Exercise instructions:
• 1. Rewrite the passage of the British inflation article, everything from "Headline inflation rates" down to "including furniture prices.", changing "services sector" to "service industries".
• 2. List every percentage figure that appears in the article on British inflation.
• 3. Extend the article on British inflation, starting after its last sentence.

Text under study:
┌──

Consumer prices in Britain rose 7.9 percent in June from a year ago, the Office for National Statistics said on Wednesday, the slowest pace of inflation in more than a year.
The slowdown, which was greater than economists had expected, will bring some relief to the government following months of inflation repeatedly turning out higher than forecast. The annual rate of price growth slowed from 8.7 percent in May. The decline was driven by a large drop in the price of motor fuels.
Food prices rose 17.3 percent in June from the year before. While that’s still high, food inflation has fallen from a peak of 19 percent in April. The easing of price increases here also helped pull down the overall rate of inflation.
Core inflation, which excludes food and energy prices, was 6.9 percent in June, down from 7.1 percent the previous month.
Why It Matters: Inflation is still stubbornly high.
Headline inflation rates have declined, but policymakers are closely watching other measures of price pressure that signal how deeply inflation has become embedded in the British economy. Price rises in the services sector, and a pickup in wage growth, are signals of persistent inflation and among the reasons the central bank has raised interest rates to the highest level since 2008.
In June, some of these price pressures eased: Inflation in the services sector slowed slightly to 7.2 percent, and core inflation declined for the first time since January.
Wednesday’s data was “a rare and welcome downside surprise,” Andrew Goodwin, an economist at Oxford Economics, said. But he cautioned that some of the reasons for the slowdown came from price categories that can be volatile, including furniture prices.
“I don’t think this release is a game changer,” Mr. Goodwin added. “Fundamentally, wage growth and services inflation are too high.”
High prices have eaten away at household budgets for a year and a half. In January, the government pledged to halve the inflation rate by the end of this year, which would mean a fall to 5.2 percent.
Inflation is expected to slow meaningfully in the second half of this year, when the impact of last year’s surge in energy prices will no longer influence the annual calculations, and consumers start seeing the benefits of falling production costs for manufacturers.
But the pace of this slowdown has become another source of uncertainty. In recent months, inflation readings had been surprisingly high, and the Bank of England has stepped up its warnings that inflation is stickier than officials expected.
Background: A tight labor market is fueling inflationary pressures.

└──

Input data:
┌──

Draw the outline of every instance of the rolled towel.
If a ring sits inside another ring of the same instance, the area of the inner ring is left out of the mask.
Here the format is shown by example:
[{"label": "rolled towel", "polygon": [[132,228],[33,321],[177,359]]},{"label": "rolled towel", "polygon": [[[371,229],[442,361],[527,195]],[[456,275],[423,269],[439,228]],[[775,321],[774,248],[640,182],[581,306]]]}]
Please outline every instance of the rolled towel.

└──
┌──

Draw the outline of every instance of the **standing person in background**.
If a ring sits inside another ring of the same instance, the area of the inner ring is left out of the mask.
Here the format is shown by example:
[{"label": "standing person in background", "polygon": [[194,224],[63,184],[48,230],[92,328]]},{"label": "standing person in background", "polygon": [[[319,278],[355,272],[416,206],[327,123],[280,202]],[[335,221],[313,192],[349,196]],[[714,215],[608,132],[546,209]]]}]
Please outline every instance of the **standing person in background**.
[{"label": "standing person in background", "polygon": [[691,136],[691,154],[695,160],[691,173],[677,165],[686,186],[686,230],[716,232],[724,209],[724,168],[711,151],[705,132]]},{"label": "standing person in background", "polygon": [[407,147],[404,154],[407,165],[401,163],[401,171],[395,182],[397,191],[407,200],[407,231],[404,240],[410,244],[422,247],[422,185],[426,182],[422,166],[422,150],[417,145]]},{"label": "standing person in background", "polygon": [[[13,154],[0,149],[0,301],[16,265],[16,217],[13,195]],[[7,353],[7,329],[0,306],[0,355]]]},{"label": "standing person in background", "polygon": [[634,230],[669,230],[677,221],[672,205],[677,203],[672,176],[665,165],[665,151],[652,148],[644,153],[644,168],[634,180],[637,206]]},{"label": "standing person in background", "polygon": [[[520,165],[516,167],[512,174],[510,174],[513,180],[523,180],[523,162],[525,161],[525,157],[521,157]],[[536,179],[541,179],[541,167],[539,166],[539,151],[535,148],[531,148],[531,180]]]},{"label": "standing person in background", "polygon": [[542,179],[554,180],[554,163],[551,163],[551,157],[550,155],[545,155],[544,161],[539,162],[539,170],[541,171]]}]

└──
┌──

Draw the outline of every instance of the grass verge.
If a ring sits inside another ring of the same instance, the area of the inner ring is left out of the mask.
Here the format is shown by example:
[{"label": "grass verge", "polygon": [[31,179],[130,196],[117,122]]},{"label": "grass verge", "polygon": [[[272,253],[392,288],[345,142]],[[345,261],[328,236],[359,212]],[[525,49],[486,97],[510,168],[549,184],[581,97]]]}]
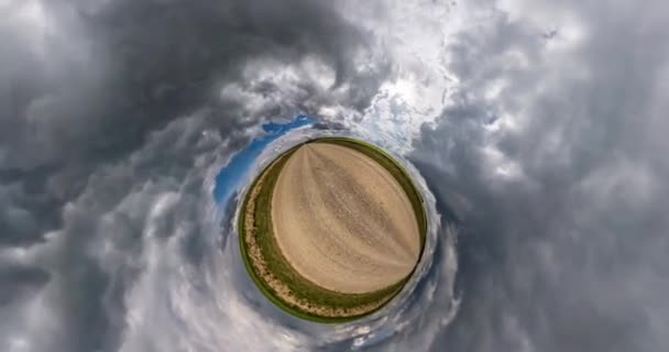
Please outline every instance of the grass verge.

└──

Responses in order:
• 1.
Headline inflation rates have declined, but policymakers are closely watching other measures of price pressure that signal how deeply inflation has become embedded in the British economy. Price rises in the service industries, and a pickup in wage growth, are signals of persistent inflation and among the reasons the central bank has raised interest rates to the highest level since 2008.
In June, some of these price pressures eased: Inflation in the service industries slowed slightly to 7.2 percent, and core inflation declined for the first time since January.
Wednesday’s data was “a rare and welcome downside surprise,” Andrew Goodwin, an economist at Oxford Economics, said. But he cautioned that some of the reasons for the slowdown came from price categories that can be volatile, including furniture prices.

• 2. 7.9 percent, 8.7 percent, 17.3 percent, 19 percent, 6.9 percent, 7.1 percent, 7.2 percent, 5.2 percent

• 3.
Achieving the government’s pledge will not resolve Britain’s inflation problem. The central bank has a mandate to ensure price stability, which is measured as 2 percent inflation.
Like its neighbors in Europe, inflation in Britain was pushed up by soaring energy prices last year. But as wholesale prices have dropped this year, the benefit has been slow to reach British households, in part because energy price caps are set quarterly by a government regulator.
This partly explains Britain’s relatively high inflation rate — which is higher than in Western Europe and double the rate in the United States — but there are other reasons that inflationary pressures in Britain are strong.
Britain still has more people out of the work force than before the pandemic, unemployment is low and job vacancies are high. Employers are pushing up wages to attract and retain workers. Even though most of these pay increases are not keeping up with inflation, wage growth risks becoming a stubborn source of higher prices as companies pass on higher labor costs.
Pay in the private sector rose 7.1 percent in the three months through May compared with a year earlier, a record high outside of the pandemic when furloughs distorted the data.
What’s Next: The central bank is expected to raise rates.
The Bank of England raised its interest rate for a 13th time last month, to 5 percent, from 0.1 percent in late 2021. But investors expect rates to go higher when policymakers meet again in early August.
“Inflation is unacceptably high,” Andrew Bailey, the bank’s governor, said last week. He added that the current pace of price and wage increases were not consistent with meeting the bank’s 2 percent inflation target.
Mr. Bailey and the government have said that the pain of higher interest rates is less than the pain of persistently high inflation, but each increase in interest rates comes as another blow to mortgage holders who need to renew the terms on their fixed-rate loans.
Many mortgage rates will be jumping above 6 percent, from below 2 percent. By the end of this year, about three million mortgage holders will experience an increase of up to £500 a month on their repayments, the Bank of England estimates.